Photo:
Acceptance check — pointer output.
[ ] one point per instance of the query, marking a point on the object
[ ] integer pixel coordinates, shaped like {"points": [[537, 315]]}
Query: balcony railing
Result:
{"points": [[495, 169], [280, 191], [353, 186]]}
##########
Exactly reproduce the lines beginning with the one that contains "[ ] one point" and ending with the last line of the material, both included. Leave out everything else.

[ ] one point per instance of the query, marking a point on the object
[ ] integer pixel coordinates, shaped like {"points": [[537, 315]]}
Query: balcony railing
Result:
{"points": [[495, 169], [280, 191], [353, 186]]}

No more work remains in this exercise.